WORK TO BE COMPLETED. The answer is to be the lines of the material from its start through the line containing "Target: glasses lens", each copied exactly; no pictures.

Start of Block

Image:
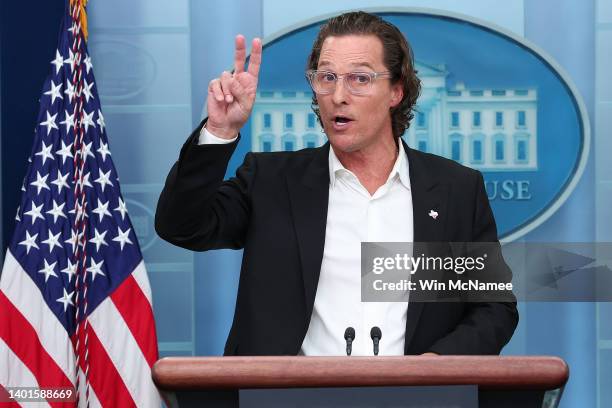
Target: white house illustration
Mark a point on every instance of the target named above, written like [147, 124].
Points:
[492, 129]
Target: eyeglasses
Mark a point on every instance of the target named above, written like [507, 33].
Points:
[358, 83]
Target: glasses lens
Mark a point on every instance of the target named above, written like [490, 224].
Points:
[324, 82]
[359, 82]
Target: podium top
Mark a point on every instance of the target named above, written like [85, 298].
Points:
[488, 372]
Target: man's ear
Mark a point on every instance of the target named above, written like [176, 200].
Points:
[397, 93]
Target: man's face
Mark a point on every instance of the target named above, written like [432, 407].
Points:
[356, 122]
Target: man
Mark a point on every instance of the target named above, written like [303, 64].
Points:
[301, 216]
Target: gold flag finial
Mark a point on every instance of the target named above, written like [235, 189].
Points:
[82, 15]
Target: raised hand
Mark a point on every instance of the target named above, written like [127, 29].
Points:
[231, 96]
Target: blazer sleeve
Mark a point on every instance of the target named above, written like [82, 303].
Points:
[486, 326]
[197, 209]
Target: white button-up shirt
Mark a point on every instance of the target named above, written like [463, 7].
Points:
[355, 216]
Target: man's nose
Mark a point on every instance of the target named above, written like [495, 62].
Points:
[341, 92]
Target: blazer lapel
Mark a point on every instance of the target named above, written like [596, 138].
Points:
[309, 193]
[429, 201]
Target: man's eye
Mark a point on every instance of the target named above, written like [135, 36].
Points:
[328, 77]
[360, 78]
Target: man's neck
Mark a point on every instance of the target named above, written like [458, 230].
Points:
[372, 166]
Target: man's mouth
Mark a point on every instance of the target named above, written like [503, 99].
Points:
[340, 120]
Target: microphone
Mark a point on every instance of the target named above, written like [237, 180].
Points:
[349, 336]
[376, 335]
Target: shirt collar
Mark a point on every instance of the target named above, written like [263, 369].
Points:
[400, 168]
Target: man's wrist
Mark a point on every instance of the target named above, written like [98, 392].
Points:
[221, 133]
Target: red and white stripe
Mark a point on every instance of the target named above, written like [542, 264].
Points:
[35, 349]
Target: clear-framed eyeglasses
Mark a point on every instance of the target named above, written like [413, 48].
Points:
[358, 83]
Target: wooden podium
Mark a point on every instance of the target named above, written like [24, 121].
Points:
[500, 381]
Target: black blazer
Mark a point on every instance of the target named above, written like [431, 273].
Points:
[276, 209]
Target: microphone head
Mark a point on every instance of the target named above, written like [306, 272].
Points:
[349, 333]
[375, 333]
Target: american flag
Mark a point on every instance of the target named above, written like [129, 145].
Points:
[75, 300]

End of Block

ANSWER BELOW.
Image:
Target: white house illustration
Mark a point on every instance of the target named above, written like [147, 124].
Points:
[492, 129]
Target: eyeglasses
Mark a point on every instance of the target named above, written like [507, 33].
Points:
[358, 83]
Target: glasses lens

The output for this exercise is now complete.